Formate como uma lista JSON de strings as linhas da listagem, começando na primeira e parando depois da linha que contém "point(510, 357)". Use uma string por linha e omita as linhas em branco.

☆ ☆ ☆ ☆ ☆

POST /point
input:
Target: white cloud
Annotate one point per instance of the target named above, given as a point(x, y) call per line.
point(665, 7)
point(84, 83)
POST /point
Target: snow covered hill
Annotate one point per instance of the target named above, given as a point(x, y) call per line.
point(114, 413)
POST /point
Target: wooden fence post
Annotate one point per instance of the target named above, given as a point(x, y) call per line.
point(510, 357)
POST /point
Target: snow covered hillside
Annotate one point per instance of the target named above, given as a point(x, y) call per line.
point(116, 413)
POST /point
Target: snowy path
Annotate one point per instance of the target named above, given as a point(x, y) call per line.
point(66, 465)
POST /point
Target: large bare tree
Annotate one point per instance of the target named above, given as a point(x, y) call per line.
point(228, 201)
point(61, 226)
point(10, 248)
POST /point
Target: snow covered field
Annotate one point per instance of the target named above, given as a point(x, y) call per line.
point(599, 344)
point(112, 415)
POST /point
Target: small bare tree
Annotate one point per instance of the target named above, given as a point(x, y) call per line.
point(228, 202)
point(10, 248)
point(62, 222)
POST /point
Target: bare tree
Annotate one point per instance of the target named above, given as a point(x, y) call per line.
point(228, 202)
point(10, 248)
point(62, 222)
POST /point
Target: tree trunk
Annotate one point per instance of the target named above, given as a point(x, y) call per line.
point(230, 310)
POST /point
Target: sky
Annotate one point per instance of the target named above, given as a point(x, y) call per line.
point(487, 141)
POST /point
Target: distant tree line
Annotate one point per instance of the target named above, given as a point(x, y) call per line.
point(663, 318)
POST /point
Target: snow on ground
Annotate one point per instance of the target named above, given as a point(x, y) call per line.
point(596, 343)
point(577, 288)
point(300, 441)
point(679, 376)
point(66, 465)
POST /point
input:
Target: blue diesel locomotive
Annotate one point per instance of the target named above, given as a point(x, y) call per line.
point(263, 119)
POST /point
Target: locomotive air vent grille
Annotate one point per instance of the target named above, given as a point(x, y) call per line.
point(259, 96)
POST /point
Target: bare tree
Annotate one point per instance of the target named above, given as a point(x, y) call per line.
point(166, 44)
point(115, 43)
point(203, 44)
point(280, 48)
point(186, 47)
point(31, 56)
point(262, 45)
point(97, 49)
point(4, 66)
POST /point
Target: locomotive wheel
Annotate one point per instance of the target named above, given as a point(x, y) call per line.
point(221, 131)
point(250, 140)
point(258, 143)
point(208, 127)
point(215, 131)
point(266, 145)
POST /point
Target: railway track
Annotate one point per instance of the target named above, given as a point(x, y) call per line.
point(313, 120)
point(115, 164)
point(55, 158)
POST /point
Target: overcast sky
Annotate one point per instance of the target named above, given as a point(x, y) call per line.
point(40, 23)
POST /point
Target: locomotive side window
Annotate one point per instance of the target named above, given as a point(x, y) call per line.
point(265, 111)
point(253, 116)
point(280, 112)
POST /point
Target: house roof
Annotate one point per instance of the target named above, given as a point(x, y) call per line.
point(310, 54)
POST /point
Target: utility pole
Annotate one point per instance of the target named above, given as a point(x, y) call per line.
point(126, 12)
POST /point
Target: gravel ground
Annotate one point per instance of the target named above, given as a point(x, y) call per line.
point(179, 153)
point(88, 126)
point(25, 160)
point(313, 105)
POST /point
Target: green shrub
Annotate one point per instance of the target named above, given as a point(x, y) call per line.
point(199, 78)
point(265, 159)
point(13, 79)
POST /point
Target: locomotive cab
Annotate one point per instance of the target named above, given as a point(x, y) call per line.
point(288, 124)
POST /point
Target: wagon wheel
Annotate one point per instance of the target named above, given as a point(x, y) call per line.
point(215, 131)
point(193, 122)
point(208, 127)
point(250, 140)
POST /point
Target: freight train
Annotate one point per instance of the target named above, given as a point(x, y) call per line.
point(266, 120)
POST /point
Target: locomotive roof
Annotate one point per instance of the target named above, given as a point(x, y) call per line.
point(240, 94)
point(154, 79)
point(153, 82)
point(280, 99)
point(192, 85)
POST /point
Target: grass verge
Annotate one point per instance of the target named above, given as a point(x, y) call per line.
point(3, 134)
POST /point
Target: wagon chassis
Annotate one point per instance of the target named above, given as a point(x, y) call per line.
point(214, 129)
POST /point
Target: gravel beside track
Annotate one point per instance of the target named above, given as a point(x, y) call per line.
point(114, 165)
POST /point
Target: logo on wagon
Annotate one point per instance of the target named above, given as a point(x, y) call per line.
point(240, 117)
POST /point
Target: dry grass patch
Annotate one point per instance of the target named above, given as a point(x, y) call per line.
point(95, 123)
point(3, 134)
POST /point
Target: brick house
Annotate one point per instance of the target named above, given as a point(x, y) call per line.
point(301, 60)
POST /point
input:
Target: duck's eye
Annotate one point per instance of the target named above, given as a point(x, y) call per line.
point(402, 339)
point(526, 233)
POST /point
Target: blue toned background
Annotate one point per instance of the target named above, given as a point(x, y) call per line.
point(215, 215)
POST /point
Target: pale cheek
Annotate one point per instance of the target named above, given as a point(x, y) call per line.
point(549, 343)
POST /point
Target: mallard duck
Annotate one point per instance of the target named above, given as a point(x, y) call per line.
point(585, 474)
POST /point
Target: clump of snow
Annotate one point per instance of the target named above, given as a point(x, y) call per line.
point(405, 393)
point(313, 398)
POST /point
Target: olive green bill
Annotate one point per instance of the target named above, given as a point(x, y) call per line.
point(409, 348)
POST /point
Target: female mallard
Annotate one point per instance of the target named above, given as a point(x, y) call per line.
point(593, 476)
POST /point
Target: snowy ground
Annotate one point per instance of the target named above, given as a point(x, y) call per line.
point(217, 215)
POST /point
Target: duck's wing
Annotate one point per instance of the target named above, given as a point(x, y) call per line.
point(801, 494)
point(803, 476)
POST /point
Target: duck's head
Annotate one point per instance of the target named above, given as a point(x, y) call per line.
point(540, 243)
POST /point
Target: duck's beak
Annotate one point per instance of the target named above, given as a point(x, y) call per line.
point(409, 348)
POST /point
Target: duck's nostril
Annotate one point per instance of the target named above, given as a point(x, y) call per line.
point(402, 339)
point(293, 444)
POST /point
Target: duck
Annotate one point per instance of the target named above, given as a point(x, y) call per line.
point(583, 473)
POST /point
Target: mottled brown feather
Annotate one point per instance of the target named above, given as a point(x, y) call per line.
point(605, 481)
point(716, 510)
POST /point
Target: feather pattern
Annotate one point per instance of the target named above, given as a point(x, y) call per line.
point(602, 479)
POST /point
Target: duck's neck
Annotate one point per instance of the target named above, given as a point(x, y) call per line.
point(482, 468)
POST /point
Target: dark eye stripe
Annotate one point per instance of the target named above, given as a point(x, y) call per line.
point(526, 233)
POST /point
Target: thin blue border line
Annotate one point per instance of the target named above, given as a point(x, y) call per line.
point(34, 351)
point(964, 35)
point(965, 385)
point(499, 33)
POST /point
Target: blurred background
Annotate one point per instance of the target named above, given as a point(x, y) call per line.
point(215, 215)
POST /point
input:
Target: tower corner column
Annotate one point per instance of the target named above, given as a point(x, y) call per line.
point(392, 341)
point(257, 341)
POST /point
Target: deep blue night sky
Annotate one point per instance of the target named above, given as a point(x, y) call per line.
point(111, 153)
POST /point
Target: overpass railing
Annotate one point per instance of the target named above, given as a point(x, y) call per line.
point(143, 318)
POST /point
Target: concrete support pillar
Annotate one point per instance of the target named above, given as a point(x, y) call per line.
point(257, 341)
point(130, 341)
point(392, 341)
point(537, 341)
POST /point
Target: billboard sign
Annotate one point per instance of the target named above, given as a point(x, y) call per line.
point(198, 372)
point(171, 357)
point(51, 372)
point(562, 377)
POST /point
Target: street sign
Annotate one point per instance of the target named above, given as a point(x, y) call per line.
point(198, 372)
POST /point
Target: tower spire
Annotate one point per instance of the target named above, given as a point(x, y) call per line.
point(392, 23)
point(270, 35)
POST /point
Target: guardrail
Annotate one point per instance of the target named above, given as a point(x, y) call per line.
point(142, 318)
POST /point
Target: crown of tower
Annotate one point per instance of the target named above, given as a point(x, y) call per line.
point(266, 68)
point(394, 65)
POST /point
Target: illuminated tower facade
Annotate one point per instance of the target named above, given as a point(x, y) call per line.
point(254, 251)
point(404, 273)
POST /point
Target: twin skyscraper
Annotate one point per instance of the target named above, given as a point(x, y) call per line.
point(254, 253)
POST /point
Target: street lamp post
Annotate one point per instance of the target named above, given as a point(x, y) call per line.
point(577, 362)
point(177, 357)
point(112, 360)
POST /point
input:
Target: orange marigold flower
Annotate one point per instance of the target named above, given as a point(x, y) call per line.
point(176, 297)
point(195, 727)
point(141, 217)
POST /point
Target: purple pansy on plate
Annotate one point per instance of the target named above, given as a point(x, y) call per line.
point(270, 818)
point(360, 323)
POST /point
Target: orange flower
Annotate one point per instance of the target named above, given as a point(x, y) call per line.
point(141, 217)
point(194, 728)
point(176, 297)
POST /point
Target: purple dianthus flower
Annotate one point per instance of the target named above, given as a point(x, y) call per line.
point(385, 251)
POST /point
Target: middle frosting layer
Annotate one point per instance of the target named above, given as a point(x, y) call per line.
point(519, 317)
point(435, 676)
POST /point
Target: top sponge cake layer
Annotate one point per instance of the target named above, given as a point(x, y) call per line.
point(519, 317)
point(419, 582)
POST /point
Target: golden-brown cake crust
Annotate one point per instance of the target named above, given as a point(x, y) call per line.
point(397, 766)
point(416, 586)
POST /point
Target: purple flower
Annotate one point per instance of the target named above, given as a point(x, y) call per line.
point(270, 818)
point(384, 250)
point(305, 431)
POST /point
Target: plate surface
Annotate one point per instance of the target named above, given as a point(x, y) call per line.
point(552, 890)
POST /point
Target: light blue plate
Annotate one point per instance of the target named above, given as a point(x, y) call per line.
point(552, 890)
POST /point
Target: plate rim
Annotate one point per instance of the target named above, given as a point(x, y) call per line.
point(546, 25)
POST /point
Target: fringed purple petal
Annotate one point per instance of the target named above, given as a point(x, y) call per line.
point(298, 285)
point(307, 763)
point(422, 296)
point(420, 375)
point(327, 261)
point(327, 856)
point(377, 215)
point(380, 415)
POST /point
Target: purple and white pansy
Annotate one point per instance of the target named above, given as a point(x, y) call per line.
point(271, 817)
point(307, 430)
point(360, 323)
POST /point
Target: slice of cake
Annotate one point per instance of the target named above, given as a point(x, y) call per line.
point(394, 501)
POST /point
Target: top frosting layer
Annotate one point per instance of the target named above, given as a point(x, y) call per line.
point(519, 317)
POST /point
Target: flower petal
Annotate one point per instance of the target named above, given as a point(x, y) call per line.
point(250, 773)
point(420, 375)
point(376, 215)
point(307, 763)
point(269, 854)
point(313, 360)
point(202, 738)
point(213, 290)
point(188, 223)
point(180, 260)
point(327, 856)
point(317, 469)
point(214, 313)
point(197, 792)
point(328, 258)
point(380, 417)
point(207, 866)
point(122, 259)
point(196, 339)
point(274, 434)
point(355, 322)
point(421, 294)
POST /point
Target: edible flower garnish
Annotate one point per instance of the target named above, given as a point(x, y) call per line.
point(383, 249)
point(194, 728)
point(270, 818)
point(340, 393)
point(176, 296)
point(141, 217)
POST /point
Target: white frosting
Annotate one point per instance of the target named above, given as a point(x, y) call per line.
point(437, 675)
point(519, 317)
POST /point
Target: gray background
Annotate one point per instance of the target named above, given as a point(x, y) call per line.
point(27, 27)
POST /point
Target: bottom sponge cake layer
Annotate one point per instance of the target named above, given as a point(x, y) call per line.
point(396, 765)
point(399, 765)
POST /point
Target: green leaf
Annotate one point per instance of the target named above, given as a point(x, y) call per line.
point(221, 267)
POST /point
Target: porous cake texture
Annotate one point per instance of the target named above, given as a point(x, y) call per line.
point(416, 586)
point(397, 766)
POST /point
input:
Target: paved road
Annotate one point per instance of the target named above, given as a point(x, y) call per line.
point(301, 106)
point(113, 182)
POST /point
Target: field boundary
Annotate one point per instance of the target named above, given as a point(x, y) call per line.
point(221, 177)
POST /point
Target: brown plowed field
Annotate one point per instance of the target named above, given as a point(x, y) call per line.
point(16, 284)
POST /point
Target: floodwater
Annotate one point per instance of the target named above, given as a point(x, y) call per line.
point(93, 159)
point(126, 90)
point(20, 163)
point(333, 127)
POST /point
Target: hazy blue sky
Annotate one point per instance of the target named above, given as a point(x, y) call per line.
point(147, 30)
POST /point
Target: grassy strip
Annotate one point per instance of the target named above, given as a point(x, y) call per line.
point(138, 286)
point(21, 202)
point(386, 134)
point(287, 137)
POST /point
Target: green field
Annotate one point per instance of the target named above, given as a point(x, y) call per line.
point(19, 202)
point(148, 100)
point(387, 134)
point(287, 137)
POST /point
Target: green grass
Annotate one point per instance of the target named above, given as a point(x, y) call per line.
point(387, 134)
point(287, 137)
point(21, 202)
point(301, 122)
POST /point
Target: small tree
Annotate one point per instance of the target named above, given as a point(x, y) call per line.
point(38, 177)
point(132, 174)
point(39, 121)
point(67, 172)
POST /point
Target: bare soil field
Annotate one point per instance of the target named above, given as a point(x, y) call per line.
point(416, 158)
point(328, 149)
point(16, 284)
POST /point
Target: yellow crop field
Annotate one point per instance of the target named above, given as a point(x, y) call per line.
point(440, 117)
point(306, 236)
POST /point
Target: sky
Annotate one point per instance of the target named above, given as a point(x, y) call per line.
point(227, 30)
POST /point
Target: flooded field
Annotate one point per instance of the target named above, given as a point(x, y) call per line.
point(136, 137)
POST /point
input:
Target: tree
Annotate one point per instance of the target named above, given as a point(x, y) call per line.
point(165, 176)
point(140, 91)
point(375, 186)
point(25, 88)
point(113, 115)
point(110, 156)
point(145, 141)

☆ ☆ ☆ ☆ ☆

Solução do problema
[
  "POST /point",
  "input:",
  "Target: white cloud",
  "Annotate one point per instance of the target named above, given as a point(x, y) call per line.",
  "point(665, 7)",
  "point(84, 83)",
  "POST /point",
  "Target: snow covered hill",
  "Annotate one point per instance of the target named above, given as a point(x, y) call per line.",
  "point(114, 413)",
  "POST /point",
  "Target: wooden fence post",
  "Annotate one point per instance of the target named above, given as a point(x, y) call per line.",
  "point(510, 357)"
]